TASK ITEM
A copy is needed of each line in the records that has the word "formatted".

DATA EXTRACT
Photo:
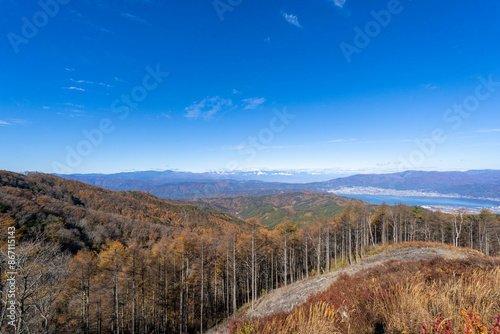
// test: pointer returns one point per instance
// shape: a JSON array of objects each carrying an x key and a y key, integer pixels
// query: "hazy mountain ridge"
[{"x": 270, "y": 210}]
* * *
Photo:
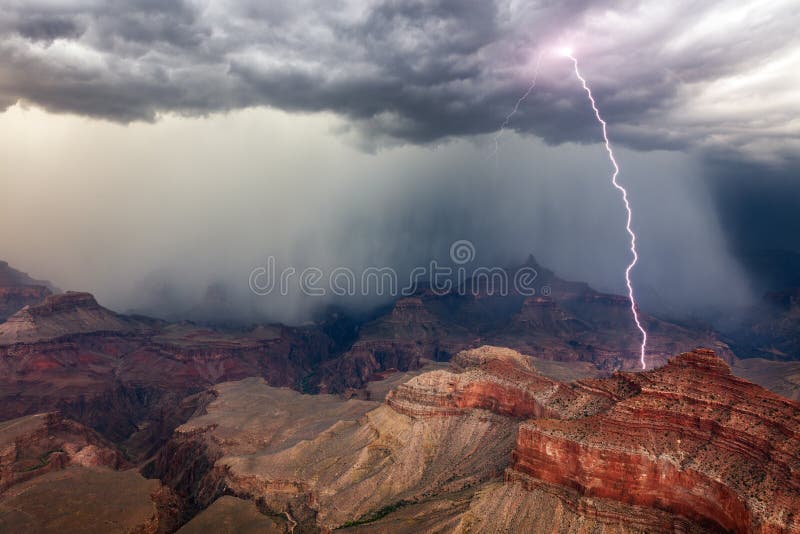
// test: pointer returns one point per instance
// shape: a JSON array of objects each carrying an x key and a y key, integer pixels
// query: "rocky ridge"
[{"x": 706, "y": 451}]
==
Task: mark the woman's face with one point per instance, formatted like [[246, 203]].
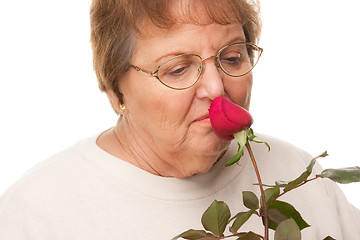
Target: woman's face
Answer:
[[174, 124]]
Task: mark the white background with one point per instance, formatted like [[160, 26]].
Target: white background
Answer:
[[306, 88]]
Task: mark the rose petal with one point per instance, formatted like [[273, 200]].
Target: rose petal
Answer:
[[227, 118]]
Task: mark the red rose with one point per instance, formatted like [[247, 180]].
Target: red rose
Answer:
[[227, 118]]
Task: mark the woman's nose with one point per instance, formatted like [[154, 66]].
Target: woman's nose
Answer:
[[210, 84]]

YOUR SOLUTION
Task: mark the woman's face with one point per instance, formatted like [[246, 203]].
Task: mark the white background with one point per instance, formatted like [[160, 26]].
Task: mark the rose petal with one point per instance, formatted like [[273, 200]].
Task: mark the red rose with one point per instance, formatted like [[247, 180]].
Task: mark the woman's nose with one point per instance, formatted like [[154, 66]].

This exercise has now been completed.